• **Task instructions**
Copy the rows below word for word, starting with the line that contains "Your task is to locate every instance of person's" and continuing through the line that contains "(276, 22), (298, 54)", both included.

[Records excerpted from a collection]
┄┄┄┄┄┄┄┄┄┄┄┄┄┄┄┄┄┄┄┄

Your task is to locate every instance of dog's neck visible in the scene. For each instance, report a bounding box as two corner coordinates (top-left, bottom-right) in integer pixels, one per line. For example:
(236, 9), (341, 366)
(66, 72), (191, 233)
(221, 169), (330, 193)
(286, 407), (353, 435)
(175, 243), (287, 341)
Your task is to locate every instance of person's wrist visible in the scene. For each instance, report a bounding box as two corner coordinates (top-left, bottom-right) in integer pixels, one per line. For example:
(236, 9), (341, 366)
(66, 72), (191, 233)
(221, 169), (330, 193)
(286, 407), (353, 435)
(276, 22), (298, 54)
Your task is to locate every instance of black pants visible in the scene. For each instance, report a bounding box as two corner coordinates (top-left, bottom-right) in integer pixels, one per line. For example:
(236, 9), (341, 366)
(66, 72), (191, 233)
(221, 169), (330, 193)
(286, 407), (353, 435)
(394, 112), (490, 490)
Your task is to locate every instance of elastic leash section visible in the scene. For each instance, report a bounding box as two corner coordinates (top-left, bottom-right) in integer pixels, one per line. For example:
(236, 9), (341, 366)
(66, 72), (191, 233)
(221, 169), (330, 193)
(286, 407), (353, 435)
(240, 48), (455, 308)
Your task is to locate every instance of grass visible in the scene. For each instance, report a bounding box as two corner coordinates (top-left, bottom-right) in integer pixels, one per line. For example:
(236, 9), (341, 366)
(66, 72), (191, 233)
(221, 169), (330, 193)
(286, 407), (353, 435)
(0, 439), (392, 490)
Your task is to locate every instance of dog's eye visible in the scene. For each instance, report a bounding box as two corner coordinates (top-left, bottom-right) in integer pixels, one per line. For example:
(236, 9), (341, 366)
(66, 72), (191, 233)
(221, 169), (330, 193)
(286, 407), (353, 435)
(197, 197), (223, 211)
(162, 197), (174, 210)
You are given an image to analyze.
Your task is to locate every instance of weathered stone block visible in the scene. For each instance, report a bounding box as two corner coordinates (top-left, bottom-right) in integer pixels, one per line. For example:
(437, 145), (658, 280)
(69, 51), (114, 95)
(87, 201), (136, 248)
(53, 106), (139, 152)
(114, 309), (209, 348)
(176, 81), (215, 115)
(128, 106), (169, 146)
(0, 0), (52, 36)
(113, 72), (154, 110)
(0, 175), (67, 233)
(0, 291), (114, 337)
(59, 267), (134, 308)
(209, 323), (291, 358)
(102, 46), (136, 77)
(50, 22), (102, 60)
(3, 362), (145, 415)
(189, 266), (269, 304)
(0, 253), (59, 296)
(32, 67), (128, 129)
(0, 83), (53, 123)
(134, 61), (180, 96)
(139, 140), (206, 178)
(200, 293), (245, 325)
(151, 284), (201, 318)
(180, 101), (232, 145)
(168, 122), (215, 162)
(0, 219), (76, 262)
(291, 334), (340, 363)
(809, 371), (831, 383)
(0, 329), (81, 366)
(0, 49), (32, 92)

┄┄┄┄┄┄┄┄┄┄┄┄┄┄┄┄┄┄┄┄

• **Solution**
Your task is to locate every instance of person's wrist visible in the scene. For each instance, report a bounding box as two corner coordinates (top-left, bottom-right) in integer pixels, one per line. For example:
(236, 9), (341, 366)
(66, 72), (191, 233)
(221, 169), (330, 193)
(286, 407), (353, 435)
(276, 22), (298, 54)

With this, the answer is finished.